## [EXTRACT TO READ]

____

After months of behind-the-scenes criticism, former Malaysian Prime Minister Mahathir Mohamad has publicly withdrawn his support for the current premier, Najib Tun Razak, likening Najib to the emperor with no clothes.
Mahathir delivered a blistering verdict on his blog, Che Det, in Malay language, citing a litany of sins on the part of Najib, who came to power in April of 2009 – after Mahathir led a successful months-long charge to get rid of his own successor, Abdullah Ahmad Badawi. As the story unfolds, Najib is overseas on a controversial holiday in the Cote d’Azur, Sardinia, Rome, London and other destinations.
It has long been thought that Mahathir has held his fire on Najib out of loyalty to Najib’s father, Tun Abdul Razak, who once rescued Mahathir from the political wilderness after he had been kicked out of the United Malays National Organization for attacking Tunku Abdul Rahman, “Bapak Malaysia,” the country’s first prime minister and founder. It now remains to be seen how much clout the 89-year-old Mahathir retains after leaving the premiership in 2003 after 22 years in the job.

____

## [STATED TASK]
Write out the article on Mahathir withdrawing his support for Najib from "It has long" to "in the job.", word for word.

## [SUPPLIED INFORMATION]
____

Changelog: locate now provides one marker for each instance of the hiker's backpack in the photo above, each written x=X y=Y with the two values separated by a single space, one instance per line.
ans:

____

## [COMPLETE RESPONSE]
It has long been thought that Mahathir has held his fire on Najib out of loyalty to Najib’s father, Tun Abdul Razak, who once rescued Mahathir from the political wilderness after he had been kicked out of the United Malays National Organization for attacking Tunku Abdul Rahman, “Bapak Malaysia,” the country’s first prime minister and founder. It now remains to be seen how much clout the 89-year-old Mahathir retains after leaving the premiership in 2003 after 22 years in the job.